> _Task_
State how many lines of the data below contain the word "white", matching case exactly, and give only that number.

> _Recorded data_
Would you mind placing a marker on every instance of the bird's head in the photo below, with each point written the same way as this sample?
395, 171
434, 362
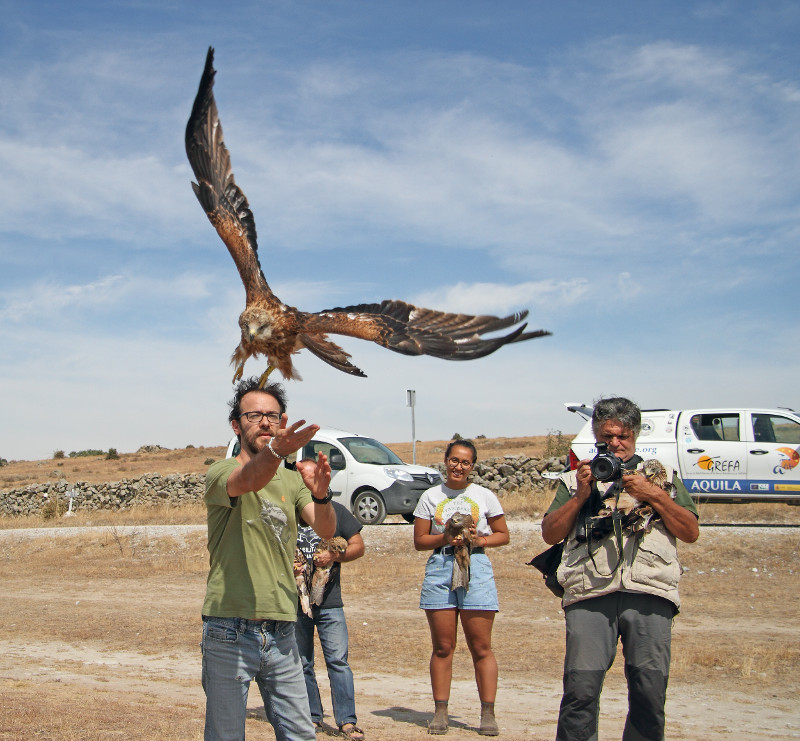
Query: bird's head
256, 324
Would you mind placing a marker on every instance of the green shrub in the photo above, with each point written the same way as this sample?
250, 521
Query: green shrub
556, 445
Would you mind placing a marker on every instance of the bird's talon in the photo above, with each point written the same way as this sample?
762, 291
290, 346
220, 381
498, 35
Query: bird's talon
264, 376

---

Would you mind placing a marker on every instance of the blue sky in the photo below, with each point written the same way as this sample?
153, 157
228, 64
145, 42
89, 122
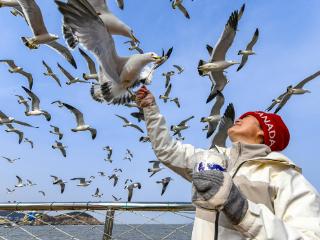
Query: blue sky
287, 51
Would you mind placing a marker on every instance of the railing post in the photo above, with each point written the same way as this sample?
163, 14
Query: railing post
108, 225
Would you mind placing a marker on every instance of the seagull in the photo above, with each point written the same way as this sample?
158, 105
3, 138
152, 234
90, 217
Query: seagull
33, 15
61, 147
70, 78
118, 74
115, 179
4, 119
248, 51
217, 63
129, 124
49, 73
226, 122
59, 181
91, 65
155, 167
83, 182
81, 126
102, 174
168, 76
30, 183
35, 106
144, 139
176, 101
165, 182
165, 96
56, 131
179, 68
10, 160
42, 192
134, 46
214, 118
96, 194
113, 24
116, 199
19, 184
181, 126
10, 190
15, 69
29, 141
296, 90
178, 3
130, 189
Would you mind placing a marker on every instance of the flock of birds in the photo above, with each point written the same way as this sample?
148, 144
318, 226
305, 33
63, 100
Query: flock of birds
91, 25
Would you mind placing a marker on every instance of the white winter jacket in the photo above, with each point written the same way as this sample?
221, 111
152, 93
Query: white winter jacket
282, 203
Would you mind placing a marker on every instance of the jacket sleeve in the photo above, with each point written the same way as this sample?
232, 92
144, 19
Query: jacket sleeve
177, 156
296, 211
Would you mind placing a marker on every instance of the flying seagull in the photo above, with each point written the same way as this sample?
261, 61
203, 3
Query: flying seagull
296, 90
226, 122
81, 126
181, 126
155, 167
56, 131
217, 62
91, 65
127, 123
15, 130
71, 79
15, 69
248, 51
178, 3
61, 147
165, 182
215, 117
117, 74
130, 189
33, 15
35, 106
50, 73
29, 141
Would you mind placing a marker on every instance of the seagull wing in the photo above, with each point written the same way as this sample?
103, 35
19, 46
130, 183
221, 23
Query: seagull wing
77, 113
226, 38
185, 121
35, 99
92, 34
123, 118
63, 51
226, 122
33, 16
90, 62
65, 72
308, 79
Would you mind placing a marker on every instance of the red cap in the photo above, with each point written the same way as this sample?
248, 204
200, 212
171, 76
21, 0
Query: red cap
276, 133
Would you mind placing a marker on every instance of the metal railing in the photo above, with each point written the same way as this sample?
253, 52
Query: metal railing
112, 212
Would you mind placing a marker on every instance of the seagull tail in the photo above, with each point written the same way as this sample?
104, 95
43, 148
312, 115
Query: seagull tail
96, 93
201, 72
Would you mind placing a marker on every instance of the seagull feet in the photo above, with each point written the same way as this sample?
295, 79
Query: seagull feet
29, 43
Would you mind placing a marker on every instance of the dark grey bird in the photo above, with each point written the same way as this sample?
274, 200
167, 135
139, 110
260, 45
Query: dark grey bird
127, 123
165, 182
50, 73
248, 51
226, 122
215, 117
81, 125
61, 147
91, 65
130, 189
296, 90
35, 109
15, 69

...

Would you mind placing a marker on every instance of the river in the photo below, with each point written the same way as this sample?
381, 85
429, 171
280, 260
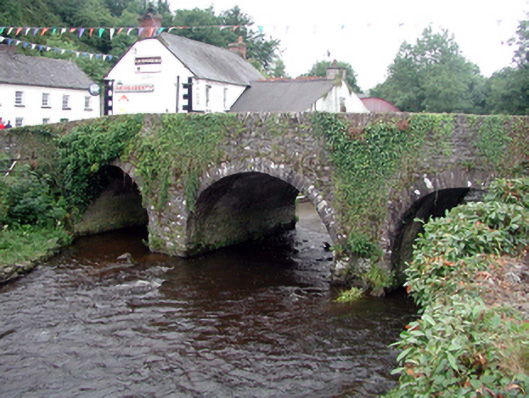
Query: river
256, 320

> _Worked solution_
2